State children's health insurance and premium-subsidy programs do not always provide a bridge to private health insurance

When families' incomes increase and they are no longer eligible for State Children's Health Insurance Programs (SCHIPs) and premium-subsidy programs, many of them are still not able to afford private health insurance premiums without help. Over 85 percent of parents in a study of low-income Oregon families—whose children were disenrolled from the SCHIP Oregon Health Plan (OHP) or Oregon's premium-subsidy program, the Family Health Insurance Assistance Program (FHIAP)—said they would have kept their children in these programs, if possible.

One solution to ensuring children's health insurance coverage would be to raise the income eligibility ceiling for these programs, suggest the study authors. Since their survey was conducted, Oregon has implemented a modest increase in the income limit for both programs, from 170 to 185 percent of the Federal poverty level. In this study, half of children disenrolled from Oregon's SCHIP failed to requalify, because their families made too much money to meet the income eligibility requirements. Many of the remaining children did not reapply, because their parents thought they were no longer eligible. The reasons were similar for children leaving FHIAP.

===

▸ WORK REQUEST A: According to the text on children's health insurance, to what level did Oregon raise the income limit for both programs after the survey?
▸ WORK REQUEST B: List every abbreviation used in the text on children's health insurance, each with the full name it stands for.

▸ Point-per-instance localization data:
===

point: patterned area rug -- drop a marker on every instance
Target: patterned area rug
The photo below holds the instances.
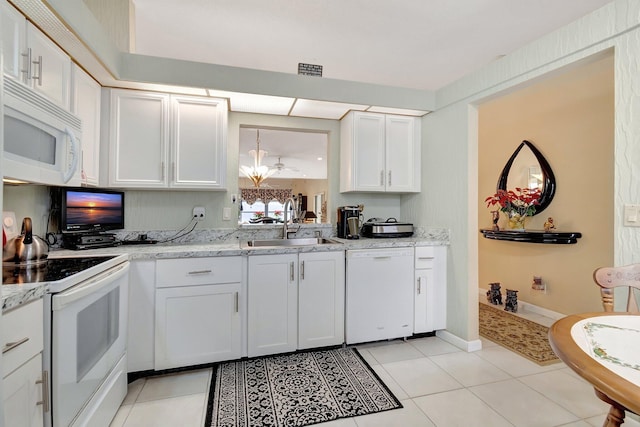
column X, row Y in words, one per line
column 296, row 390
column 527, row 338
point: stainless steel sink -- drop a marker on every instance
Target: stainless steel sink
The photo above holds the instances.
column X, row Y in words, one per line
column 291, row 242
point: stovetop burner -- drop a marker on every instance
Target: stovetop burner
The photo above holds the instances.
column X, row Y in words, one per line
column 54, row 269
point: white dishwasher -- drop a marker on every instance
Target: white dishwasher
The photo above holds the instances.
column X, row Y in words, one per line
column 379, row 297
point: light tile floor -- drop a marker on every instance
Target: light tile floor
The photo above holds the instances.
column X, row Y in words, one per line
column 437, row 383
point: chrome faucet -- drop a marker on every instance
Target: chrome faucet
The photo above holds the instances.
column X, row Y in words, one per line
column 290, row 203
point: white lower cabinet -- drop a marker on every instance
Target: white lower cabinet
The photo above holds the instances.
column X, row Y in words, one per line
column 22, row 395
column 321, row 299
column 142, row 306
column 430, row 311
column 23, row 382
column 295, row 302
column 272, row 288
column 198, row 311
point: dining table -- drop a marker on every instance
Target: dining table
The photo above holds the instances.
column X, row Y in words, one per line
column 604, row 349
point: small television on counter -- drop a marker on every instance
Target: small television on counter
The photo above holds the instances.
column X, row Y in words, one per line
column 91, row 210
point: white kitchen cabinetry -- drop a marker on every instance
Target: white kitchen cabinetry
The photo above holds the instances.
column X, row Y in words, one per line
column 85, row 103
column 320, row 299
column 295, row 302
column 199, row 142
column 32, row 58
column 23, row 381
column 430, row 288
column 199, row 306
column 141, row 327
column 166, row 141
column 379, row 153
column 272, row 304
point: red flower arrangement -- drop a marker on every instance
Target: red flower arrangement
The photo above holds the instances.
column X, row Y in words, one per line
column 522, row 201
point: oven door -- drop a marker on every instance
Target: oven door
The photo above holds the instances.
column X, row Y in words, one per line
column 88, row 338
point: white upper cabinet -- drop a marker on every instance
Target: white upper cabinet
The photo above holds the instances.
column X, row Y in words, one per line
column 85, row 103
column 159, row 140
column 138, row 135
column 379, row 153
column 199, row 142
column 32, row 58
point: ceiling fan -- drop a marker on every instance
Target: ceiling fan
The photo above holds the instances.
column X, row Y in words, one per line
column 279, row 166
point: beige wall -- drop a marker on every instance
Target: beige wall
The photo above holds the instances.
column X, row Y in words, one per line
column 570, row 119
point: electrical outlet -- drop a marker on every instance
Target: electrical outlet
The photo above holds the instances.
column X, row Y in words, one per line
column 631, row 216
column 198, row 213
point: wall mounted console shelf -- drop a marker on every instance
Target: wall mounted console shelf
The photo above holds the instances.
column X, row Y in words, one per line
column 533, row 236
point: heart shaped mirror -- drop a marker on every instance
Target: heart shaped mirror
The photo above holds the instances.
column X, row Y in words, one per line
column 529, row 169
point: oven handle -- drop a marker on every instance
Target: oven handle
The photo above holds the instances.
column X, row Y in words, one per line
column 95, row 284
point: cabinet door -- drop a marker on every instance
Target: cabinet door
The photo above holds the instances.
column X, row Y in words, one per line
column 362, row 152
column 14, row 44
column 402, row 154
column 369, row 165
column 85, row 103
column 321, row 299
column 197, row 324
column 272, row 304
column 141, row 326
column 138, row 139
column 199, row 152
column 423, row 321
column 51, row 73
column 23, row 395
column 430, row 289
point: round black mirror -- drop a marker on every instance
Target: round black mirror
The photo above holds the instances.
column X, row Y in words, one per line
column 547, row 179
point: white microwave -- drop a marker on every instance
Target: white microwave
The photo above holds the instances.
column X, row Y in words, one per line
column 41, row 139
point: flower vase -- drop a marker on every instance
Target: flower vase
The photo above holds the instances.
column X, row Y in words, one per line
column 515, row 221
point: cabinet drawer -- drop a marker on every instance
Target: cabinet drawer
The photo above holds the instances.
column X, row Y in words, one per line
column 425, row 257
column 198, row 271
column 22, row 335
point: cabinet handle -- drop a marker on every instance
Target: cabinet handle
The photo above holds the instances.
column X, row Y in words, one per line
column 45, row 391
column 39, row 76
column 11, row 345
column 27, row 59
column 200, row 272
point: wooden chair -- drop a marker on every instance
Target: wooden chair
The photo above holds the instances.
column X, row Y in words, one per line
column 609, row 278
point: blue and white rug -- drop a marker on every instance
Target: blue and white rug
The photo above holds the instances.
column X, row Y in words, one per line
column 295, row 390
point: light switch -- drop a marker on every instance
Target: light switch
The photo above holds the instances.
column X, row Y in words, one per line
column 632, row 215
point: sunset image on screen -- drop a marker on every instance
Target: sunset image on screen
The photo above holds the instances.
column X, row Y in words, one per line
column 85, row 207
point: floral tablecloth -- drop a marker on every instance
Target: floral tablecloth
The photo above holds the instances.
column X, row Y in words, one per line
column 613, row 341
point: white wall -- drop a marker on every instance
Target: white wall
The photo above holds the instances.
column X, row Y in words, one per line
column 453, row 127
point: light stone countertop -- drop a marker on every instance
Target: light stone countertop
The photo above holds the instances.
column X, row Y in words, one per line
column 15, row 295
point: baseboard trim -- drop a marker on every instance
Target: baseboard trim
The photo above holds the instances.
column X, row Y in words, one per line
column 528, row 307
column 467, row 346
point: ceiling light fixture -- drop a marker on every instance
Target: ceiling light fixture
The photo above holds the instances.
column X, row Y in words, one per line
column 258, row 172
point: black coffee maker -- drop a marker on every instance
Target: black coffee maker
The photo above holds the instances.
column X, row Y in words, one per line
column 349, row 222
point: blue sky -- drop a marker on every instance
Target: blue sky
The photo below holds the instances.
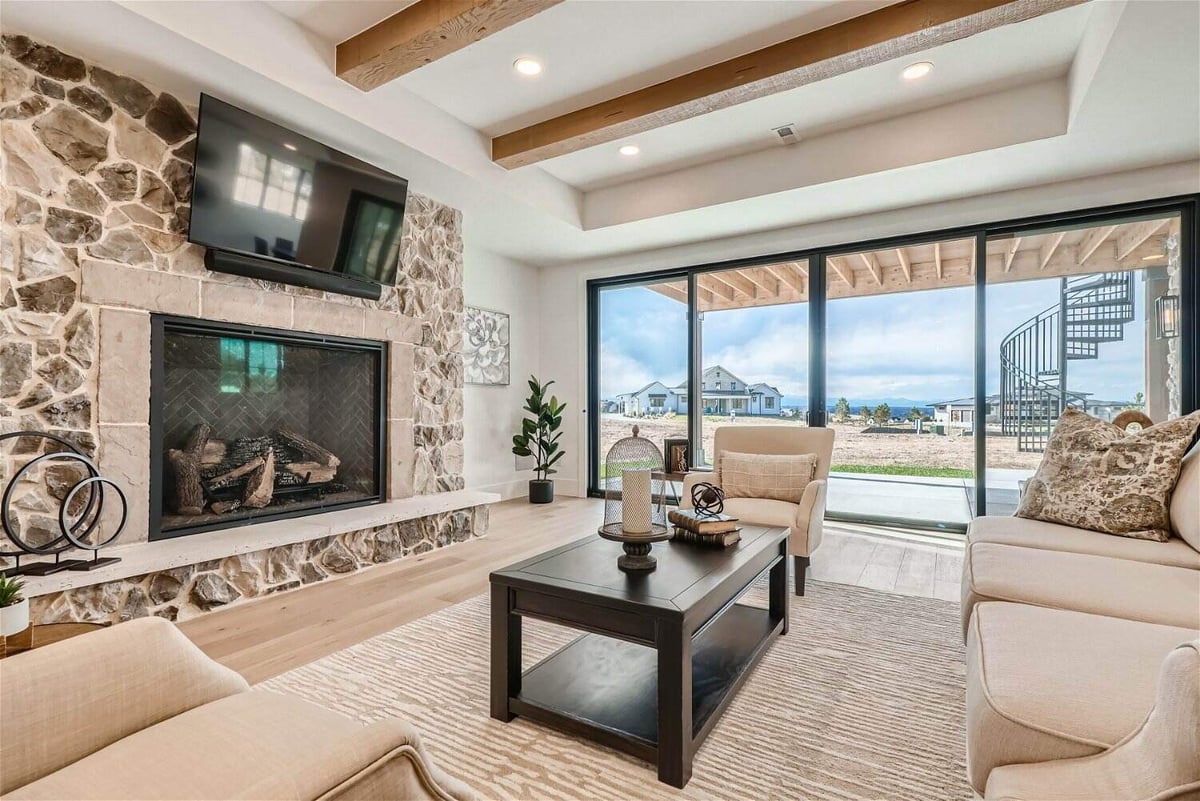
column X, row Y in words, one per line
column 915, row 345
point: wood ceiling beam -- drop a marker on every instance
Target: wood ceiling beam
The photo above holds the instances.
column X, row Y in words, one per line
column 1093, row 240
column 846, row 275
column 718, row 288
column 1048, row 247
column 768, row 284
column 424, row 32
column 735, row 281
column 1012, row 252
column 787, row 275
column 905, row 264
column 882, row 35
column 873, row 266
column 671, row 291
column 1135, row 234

===

▸ EXPECTED OUTPUT A: 185 percent of the Federal poverty level, up from 170 percent.

▸ EXPECTED OUTPUT B:
- SCHIP: State Children's Health Insurance Program
- OHP: Oregon Health Plan
- FHIAP: Family Health Insurance Assistance Program